**Exercise aim**
Please carry on the blog post below about a week home in Rhode Island from the point where it stops.

**Selected extract**
* * * *

1.31.2010

Am I in an Episode of Jersey Shore? Nope, Just Another Day in Rhode Island...

Well, leopards, I'm back in Old Faithful for the week. Having to deal with a minor outpatient surgery this week, I figured I'd be much more comfortable being pampered and taken care of by my mother when I'm ready to wrip my face off as opposed to recovering alone in my apartment, with the only thing in my cupboards right now being Georgetown cupcakes, which don't really lend themselves to being a healthy snack for a sick person. After going to pre-surgery appointments all day for the past two days and going out every night, it's true that every trip to Rhode Island is always accompanied by some jollies and moments where I always say, "Oh my God, is this really happening?" to my surroundings. And for the record, I'm not making the guido jokes because of the Jersey Shore craze that has spun the country right now. If you recall, this blog started well before Pauly D and the Situation even hit the map, but sometimes when I'm in Rhode Island I do forget for a moment that I'm not actually on the show. Below are a truthful, unexaggerated list of my encounters thus far in my hometown, that definitely serve as a contrast to life in the nation's capital. Because you know you're in Rhode Island when:
  • You see a sixty year old man leaving the tanning salon in Ed Hardy gym clothes are so tight on his steroid-y body. And, go figure, he drives a Lincoln.

* * * *

**Dataset excerpts**
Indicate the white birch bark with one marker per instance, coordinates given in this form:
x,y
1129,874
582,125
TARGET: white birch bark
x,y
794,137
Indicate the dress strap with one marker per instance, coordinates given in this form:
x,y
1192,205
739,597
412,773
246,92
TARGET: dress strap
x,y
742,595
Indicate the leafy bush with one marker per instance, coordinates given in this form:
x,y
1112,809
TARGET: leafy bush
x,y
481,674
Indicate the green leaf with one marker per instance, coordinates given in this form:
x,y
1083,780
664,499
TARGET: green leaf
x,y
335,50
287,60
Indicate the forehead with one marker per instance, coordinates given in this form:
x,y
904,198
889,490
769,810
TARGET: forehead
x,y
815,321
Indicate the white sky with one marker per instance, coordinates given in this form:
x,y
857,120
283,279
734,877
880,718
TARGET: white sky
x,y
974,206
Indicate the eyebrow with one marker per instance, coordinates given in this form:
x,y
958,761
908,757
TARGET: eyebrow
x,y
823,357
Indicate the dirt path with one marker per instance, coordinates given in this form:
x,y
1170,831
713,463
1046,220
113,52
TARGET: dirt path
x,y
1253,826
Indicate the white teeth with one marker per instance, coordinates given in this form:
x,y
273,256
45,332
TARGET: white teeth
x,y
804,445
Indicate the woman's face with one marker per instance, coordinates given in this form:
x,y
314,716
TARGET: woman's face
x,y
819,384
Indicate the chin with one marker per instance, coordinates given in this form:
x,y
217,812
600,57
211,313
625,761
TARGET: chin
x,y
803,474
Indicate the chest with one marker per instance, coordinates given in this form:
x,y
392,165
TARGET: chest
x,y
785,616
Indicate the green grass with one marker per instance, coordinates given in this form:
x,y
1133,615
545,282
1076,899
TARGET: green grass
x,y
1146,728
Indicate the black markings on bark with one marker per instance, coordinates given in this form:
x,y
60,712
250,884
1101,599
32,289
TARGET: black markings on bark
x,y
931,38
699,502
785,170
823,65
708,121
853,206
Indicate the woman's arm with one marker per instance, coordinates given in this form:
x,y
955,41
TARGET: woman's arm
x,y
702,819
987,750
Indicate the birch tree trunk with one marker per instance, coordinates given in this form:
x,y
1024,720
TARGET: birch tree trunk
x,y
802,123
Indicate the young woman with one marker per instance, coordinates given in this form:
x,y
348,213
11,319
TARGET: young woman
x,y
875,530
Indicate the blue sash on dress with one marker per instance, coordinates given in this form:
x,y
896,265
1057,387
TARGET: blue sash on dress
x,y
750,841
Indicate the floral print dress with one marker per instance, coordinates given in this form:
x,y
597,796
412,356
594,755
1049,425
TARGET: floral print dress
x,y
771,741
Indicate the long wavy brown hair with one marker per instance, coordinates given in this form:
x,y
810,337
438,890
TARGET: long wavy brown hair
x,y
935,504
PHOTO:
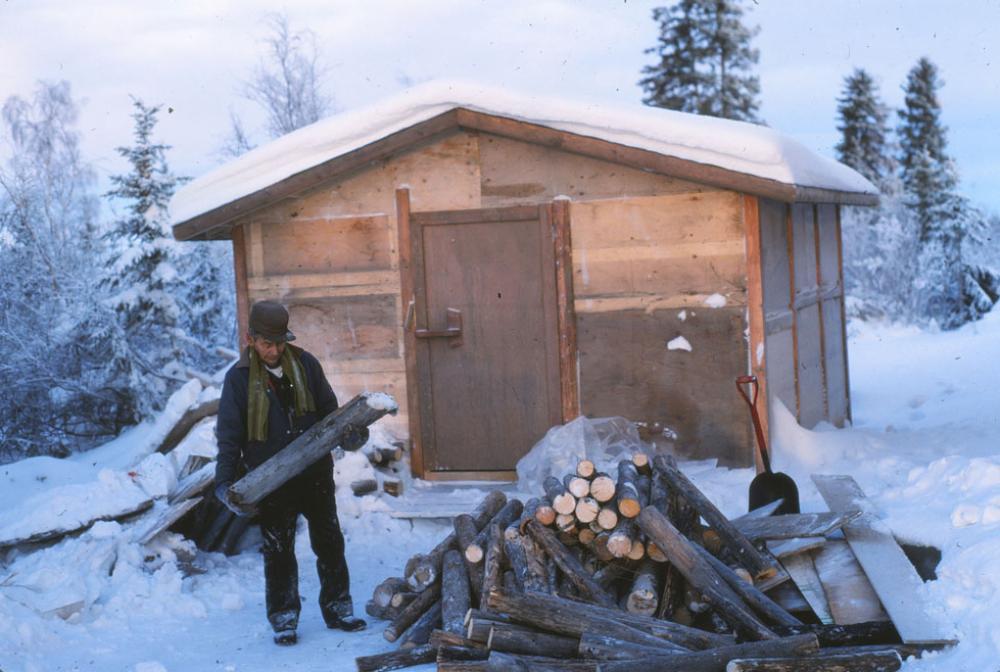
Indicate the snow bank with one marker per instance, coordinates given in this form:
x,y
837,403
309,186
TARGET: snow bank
x,y
733,145
924,448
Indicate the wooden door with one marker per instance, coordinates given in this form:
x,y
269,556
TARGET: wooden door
x,y
484,324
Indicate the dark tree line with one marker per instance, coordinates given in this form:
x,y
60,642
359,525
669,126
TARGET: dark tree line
x,y
914,258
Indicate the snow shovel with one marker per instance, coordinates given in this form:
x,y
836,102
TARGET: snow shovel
x,y
767,486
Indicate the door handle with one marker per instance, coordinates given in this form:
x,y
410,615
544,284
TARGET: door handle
x,y
453,330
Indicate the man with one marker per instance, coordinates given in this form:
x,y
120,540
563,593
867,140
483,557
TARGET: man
x,y
273,394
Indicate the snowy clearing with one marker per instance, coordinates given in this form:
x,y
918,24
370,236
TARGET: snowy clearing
x,y
925,448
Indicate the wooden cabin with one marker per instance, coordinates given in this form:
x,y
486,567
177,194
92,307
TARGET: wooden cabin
x,y
503,263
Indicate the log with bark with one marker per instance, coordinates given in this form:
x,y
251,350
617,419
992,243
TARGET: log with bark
x,y
875,661
568,617
194,484
576,485
186,422
600,646
757,600
425,600
569,565
364,487
745,553
700,575
465,534
423,570
643,595
715,660
311,446
602,487
419,633
517,639
455,593
398,659
626,490
558,496
510,512
493,562
854,634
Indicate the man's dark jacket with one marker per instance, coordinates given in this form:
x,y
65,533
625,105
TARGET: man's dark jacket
x,y
231,428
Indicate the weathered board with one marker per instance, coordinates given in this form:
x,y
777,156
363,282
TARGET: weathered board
x,y
800,567
848,591
891,574
515,172
788,547
792,525
808,321
779,318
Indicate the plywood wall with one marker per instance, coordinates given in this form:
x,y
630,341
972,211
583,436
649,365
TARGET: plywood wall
x,y
651,271
803,310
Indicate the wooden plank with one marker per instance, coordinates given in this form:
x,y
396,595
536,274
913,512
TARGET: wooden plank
x,y
789,547
559,214
848,591
648,160
320,245
755,314
514,171
835,347
22,535
843,313
779,318
891,574
192,416
201,225
335,283
514,213
792,525
309,447
167,517
194,484
808,321
803,572
360,158
347,327
240,277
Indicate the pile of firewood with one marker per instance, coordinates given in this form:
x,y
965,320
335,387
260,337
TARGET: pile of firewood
x,y
613,572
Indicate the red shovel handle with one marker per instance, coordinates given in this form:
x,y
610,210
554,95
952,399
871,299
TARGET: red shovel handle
x,y
752,403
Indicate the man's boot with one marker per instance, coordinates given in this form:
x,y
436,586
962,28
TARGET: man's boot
x,y
346,623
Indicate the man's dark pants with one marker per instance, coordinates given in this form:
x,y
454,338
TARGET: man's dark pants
x,y
312,495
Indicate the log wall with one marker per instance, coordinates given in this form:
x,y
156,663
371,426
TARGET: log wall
x,y
648,251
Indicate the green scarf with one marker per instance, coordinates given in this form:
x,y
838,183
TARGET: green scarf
x,y
258,403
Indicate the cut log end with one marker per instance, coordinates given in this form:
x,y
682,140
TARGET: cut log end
x,y
602,488
585,468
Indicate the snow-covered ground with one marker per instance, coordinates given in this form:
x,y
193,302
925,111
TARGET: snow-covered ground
x,y
925,447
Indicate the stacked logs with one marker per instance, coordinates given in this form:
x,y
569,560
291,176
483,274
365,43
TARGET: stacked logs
x,y
607,572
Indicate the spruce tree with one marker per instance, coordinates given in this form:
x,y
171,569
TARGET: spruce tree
x,y
944,219
705,62
928,173
864,132
142,277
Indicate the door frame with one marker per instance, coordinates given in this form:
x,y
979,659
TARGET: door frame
x,y
554,216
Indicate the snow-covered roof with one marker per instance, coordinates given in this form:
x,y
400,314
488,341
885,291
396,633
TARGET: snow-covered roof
x,y
733,146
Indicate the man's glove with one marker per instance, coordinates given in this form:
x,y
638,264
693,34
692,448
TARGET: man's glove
x,y
222,494
354,437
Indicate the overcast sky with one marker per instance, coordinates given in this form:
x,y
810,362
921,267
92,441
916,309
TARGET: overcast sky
x,y
191,55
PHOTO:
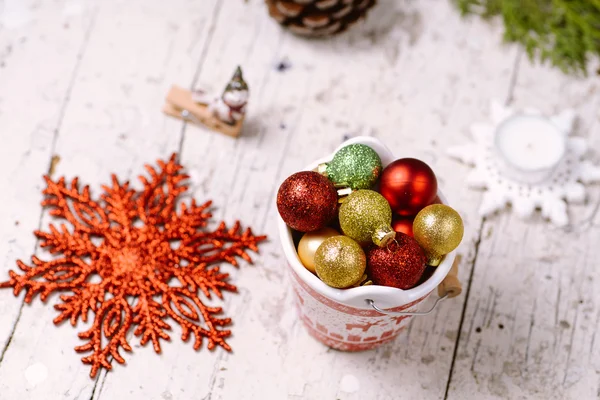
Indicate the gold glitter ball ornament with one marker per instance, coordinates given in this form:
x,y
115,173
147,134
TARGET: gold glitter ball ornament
x,y
439,230
309,244
340,262
366,217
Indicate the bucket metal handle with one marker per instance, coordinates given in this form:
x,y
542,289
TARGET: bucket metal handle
x,y
449,288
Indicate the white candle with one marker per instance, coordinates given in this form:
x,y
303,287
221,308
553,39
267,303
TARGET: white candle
x,y
530,146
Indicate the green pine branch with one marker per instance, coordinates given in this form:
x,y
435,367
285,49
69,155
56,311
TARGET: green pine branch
x,y
565,33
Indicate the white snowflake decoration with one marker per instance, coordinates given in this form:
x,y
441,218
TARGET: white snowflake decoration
x,y
566,181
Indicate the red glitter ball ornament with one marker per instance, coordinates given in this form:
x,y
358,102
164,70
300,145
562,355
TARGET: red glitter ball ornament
x,y
403,225
408,185
307,201
401,265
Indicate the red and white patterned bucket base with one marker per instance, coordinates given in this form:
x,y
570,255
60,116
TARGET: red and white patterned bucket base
x,y
344,327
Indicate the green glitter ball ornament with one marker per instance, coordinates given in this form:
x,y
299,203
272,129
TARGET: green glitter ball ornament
x,y
355,166
366,217
340,262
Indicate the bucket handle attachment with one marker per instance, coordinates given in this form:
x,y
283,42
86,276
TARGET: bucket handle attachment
x,y
449,288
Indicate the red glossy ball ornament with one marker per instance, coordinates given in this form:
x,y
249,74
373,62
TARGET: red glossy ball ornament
x,y
401,265
403,225
307,201
408,185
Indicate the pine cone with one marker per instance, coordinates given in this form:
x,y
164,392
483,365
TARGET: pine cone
x,y
318,17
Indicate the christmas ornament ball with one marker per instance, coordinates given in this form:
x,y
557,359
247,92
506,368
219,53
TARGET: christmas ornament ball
x,y
408,185
400,266
439,229
310,242
403,225
307,201
340,262
366,217
356,166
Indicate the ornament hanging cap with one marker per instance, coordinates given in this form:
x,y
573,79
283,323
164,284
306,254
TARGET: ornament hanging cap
x,y
383,235
237,81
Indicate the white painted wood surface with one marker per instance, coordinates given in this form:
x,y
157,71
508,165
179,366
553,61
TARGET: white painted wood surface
x,y
85,80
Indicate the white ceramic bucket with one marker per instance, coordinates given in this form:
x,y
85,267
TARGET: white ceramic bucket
x,y
345,319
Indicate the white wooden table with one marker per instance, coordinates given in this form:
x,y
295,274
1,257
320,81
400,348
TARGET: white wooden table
x,y
85,80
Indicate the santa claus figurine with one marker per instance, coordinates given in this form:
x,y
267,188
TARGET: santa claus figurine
x,y
230,107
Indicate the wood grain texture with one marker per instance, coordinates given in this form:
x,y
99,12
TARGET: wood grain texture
x,y
533,310
415,75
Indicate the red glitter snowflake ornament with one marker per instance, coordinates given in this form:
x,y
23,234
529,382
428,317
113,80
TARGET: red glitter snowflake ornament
x,y
152,260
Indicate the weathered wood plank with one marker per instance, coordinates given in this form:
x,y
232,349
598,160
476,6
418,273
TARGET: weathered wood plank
x,y
113,124
533,310
40,47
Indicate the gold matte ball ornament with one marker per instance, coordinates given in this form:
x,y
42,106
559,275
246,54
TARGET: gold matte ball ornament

* * * *

**Task answer**
  • You get a reaction as if everyone's just met an alien when you tell them you're Greek and -oh my God, how could she not be?!- Italian.
  • You go to a nightclub that's deemed the newest hot spot, only to find that it's decorated with styrofoam colums and modeled after the Colluseum. Problem.
  • You get nervous because the anesthesiologist putting you out for surgery has a blow out. And is fifty years old.
  • Your best friend's father is sick as a dog but still has the energy somehow to cook a full dinner of zitti, broccoli rabbes, and potatoes.
  • You spend after hours at Cappriccio's, AKA your father's dinner hot spot, and drink Moscato until 3 a.m. And, might I add, continue to get mocked in the process for not being Italian.
  • You go to a bar in a shopping plaza that serves Chicken Marsala. What are the other facilities in the plaza, you might ask? GTL, baby... Gold's Gym, Spectrum Tanning, and the laundromat. Thank God for Smith Street.